## DATA RECORDS:
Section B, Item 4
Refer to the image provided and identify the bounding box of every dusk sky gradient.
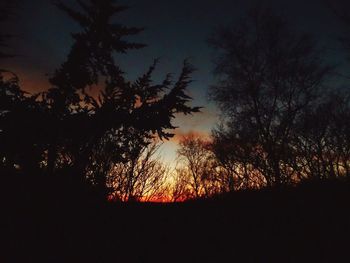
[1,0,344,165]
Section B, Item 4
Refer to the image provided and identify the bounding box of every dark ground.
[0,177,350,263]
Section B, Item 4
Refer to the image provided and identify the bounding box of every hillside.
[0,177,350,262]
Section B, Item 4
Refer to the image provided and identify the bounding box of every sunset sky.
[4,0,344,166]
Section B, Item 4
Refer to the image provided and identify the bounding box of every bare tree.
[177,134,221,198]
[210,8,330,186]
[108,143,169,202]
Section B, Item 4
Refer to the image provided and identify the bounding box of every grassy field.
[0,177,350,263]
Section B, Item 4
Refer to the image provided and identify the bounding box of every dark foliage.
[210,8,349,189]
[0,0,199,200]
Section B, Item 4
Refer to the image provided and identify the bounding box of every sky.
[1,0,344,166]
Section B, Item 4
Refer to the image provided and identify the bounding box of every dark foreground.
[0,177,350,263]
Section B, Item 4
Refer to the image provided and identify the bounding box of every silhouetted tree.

==

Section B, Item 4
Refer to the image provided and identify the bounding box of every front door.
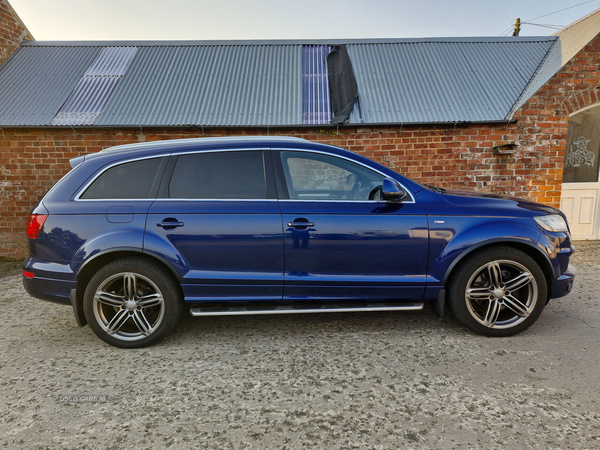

==

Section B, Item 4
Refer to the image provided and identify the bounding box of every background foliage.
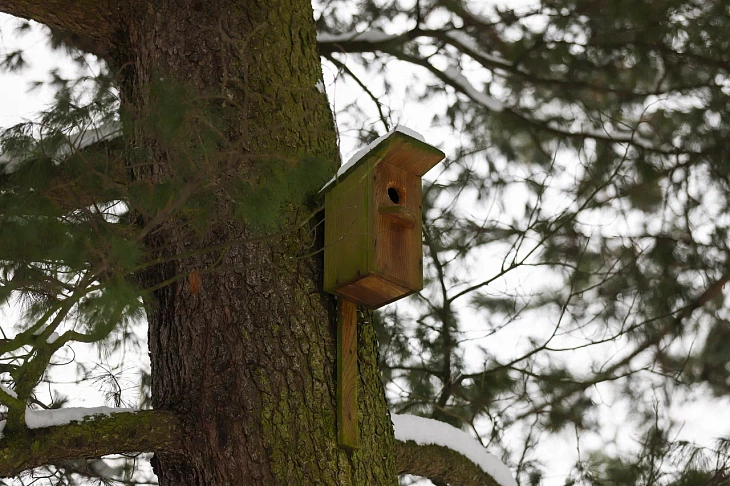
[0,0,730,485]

## WRITTEN PROBLEM:
List every line of the material above that contains the string "tree". Case counts, so match only lines with the same capitalization.

## RESPONSE TO THE EXERCISE:
Refer to the image provided and identify the bounding box of every bare tree.
Refer to the image provided and identify the bounding box of every silhouetted tree.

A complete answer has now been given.